*** Opening RECORD EXTRACTS ***

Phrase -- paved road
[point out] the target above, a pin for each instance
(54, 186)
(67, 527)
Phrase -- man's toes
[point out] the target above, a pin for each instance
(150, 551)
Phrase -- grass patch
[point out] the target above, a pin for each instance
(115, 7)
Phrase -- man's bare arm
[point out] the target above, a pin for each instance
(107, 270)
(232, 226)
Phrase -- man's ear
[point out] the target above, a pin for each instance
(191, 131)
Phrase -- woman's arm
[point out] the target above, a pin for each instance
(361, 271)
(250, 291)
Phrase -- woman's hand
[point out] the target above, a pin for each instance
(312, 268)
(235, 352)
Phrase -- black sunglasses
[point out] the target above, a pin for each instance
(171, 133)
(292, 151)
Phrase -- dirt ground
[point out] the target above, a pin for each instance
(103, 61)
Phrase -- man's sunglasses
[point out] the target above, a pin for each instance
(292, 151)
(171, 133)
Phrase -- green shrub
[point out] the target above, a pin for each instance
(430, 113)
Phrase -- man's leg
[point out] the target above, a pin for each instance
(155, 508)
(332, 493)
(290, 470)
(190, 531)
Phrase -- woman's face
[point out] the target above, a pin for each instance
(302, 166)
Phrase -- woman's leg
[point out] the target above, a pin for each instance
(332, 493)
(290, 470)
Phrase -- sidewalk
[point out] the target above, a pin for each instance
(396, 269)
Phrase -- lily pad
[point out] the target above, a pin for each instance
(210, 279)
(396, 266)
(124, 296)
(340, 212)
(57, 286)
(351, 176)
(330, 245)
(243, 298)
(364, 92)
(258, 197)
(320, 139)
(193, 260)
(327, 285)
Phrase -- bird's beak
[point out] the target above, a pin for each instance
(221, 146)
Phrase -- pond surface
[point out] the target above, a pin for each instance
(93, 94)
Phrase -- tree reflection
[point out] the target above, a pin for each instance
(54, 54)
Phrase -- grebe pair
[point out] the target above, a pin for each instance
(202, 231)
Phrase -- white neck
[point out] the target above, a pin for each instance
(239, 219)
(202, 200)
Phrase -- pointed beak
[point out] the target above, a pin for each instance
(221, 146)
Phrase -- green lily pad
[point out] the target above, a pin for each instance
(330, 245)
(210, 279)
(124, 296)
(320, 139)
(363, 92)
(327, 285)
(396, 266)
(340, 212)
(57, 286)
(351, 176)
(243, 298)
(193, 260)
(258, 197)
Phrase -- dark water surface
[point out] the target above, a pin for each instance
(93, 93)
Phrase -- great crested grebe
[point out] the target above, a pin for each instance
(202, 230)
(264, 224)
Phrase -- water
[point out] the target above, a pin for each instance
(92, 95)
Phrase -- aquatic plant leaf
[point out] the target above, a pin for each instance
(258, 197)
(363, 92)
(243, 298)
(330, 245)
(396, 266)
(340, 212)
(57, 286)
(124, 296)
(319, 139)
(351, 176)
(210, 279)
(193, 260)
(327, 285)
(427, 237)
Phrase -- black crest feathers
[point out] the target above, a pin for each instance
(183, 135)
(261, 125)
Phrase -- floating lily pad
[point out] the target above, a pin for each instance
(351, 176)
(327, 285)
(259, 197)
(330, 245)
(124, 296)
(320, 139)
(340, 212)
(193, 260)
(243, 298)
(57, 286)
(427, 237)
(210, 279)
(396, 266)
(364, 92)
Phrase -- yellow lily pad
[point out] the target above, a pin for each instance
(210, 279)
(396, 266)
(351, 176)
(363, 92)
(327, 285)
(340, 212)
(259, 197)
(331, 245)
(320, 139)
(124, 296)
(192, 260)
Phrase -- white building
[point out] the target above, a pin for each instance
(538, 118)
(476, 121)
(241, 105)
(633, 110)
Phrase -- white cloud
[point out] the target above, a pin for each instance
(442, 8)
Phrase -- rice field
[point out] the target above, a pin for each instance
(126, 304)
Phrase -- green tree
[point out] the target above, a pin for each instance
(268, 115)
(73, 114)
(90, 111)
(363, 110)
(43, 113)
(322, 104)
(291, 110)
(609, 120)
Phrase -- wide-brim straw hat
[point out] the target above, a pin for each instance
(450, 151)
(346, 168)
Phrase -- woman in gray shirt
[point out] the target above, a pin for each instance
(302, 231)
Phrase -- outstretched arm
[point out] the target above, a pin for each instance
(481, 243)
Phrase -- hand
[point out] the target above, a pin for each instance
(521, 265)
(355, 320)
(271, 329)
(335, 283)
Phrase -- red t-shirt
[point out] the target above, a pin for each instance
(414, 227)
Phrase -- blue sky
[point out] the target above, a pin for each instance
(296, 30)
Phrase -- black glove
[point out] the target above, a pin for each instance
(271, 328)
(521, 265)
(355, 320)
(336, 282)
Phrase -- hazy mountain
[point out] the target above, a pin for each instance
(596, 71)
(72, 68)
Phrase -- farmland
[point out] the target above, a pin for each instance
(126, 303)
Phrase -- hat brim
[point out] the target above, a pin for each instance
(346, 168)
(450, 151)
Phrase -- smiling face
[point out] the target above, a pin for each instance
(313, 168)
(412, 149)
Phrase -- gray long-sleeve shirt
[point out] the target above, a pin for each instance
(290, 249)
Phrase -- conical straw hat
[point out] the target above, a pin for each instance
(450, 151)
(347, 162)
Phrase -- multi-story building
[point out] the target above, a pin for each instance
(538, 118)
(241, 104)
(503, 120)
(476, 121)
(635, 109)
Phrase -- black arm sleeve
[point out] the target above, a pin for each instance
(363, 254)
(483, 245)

*** Closing RECORD EXTRACTS ***

→ EXERCISE PROMPT: Using the entries above, return each line in which the word "building" occurs.

→ RESPONSE TO THE TASK:
Phrase -- white building
Phrase -- multi-story building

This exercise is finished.